**** Data rows

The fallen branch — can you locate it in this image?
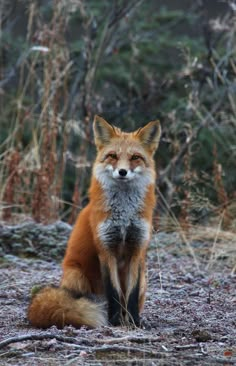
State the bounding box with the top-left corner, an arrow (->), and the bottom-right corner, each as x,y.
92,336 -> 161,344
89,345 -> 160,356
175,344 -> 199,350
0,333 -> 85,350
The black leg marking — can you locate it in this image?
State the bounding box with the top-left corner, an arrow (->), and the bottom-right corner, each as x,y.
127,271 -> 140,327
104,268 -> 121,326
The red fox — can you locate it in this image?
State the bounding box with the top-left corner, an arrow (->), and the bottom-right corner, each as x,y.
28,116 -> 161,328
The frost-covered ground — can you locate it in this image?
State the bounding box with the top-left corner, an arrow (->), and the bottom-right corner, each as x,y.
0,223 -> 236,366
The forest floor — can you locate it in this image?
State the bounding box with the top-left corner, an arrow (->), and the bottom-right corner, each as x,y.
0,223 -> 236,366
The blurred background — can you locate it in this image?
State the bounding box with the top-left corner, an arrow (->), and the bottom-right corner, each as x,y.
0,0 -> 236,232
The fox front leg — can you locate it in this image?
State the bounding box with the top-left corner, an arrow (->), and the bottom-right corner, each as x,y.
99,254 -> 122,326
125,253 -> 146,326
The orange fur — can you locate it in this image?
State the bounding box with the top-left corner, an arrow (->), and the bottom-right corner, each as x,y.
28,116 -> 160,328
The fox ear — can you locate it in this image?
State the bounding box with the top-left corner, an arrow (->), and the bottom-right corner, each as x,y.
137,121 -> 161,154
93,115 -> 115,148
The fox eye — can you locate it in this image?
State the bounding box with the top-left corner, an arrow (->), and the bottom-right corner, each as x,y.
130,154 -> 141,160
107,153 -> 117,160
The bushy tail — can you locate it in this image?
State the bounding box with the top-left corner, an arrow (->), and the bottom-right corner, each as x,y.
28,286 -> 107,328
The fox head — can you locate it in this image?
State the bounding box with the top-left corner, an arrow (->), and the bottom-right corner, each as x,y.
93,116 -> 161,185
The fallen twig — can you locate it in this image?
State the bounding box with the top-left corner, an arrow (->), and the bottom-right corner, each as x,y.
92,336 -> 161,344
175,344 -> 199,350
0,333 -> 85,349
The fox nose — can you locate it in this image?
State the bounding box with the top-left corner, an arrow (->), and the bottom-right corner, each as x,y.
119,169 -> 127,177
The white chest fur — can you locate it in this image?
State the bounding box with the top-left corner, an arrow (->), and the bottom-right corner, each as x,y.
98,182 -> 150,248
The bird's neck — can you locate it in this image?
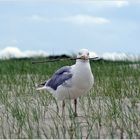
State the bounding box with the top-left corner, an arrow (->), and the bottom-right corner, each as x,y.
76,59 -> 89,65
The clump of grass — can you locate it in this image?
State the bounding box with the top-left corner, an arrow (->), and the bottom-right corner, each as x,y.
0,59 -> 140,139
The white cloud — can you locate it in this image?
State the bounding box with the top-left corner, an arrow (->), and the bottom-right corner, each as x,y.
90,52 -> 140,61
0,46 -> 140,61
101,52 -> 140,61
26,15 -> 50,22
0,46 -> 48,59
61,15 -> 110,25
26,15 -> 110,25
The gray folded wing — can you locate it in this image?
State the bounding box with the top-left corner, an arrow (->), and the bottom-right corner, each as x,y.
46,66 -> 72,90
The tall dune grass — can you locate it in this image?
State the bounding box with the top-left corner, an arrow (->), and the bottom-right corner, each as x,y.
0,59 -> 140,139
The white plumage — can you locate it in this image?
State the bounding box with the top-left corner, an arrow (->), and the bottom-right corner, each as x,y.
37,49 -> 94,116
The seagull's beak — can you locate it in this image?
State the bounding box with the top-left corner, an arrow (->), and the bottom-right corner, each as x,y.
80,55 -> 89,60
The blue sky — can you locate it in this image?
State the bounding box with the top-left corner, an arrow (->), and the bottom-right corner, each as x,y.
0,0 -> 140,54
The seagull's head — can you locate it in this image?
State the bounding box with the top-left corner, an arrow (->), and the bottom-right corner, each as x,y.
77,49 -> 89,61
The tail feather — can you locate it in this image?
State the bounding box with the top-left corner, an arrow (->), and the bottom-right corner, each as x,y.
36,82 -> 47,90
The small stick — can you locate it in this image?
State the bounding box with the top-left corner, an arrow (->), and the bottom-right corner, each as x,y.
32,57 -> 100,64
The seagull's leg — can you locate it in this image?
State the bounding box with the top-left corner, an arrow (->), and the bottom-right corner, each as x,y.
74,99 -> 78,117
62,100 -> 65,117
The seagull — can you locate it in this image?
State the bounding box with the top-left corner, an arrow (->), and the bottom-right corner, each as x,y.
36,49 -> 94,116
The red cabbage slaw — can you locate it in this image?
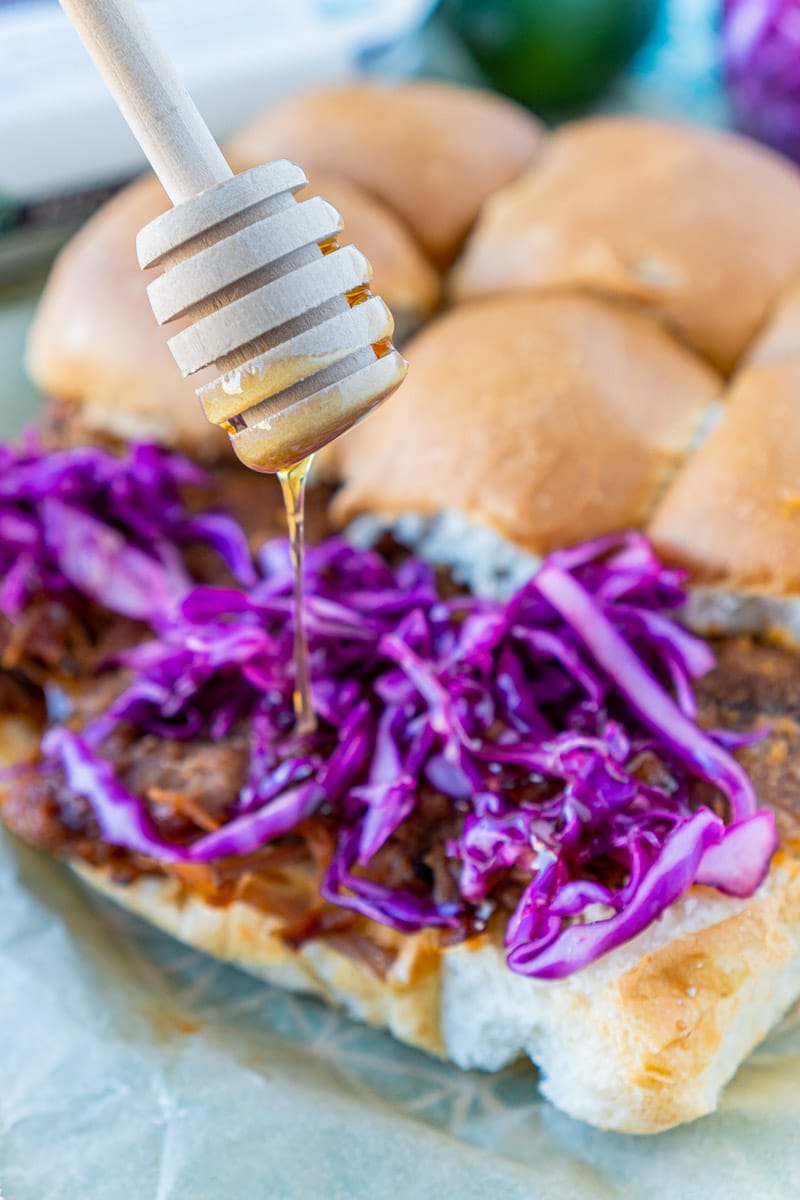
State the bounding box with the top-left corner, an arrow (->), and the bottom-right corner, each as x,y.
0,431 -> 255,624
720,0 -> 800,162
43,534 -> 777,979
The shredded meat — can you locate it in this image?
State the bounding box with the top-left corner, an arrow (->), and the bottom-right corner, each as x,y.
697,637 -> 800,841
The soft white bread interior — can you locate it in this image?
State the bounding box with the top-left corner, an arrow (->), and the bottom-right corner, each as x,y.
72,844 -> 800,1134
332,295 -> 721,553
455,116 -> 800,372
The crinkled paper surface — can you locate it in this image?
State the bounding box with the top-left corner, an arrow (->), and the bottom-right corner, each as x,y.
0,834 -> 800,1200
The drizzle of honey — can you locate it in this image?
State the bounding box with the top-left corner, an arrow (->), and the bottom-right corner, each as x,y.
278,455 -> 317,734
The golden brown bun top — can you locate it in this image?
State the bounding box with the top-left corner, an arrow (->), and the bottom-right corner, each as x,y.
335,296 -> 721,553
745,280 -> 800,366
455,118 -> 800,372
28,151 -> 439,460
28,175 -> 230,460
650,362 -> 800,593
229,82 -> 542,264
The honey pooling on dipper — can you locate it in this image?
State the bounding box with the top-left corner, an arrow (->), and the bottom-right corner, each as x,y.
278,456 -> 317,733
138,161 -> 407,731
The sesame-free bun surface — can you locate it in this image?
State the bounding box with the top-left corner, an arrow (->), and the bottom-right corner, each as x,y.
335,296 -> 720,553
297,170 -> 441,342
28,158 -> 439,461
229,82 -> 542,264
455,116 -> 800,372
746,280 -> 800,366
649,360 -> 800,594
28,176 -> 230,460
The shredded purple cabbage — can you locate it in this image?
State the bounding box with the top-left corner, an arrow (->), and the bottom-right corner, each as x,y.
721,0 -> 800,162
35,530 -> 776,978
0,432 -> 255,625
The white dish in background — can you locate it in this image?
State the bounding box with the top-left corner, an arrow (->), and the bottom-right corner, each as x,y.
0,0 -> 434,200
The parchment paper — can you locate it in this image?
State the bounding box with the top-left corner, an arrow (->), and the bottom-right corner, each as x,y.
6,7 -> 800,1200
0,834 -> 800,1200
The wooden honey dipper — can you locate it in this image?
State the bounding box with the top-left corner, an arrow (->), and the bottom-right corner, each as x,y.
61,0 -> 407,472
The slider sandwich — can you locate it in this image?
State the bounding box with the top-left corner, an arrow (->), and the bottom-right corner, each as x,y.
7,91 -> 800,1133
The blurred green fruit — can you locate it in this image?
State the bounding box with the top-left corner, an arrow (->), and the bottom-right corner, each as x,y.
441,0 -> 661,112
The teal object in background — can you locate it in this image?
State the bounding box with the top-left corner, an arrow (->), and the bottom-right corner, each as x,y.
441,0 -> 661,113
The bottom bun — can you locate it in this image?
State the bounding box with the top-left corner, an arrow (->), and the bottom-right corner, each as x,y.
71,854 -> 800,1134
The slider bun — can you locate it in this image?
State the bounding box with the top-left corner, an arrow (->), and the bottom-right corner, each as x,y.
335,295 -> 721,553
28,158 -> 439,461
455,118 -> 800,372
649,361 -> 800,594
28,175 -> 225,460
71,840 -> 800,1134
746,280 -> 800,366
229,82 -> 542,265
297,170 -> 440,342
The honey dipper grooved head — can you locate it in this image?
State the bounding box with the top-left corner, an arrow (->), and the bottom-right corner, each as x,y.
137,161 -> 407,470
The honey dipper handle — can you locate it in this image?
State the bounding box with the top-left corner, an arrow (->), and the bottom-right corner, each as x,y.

********

- Task brief
Reproduce the rows word for word, beginning at the line that contains "The wooden honey" and stopping after the line that contains "7,91 -> 800,1133".

- The answer
The wooden honey dipper — can you locate it in this image?
State the bounding box with the top-left corner, an arrow (->), and the bottom-right corner, each as x,y.
61,0 -> 407,472
The slider sandwich — can you locate it in this image?
State the bounding box with the top-left corner, an arrow (->), and the bottom-right corner, each as x,y.
7,91 -> 800,1133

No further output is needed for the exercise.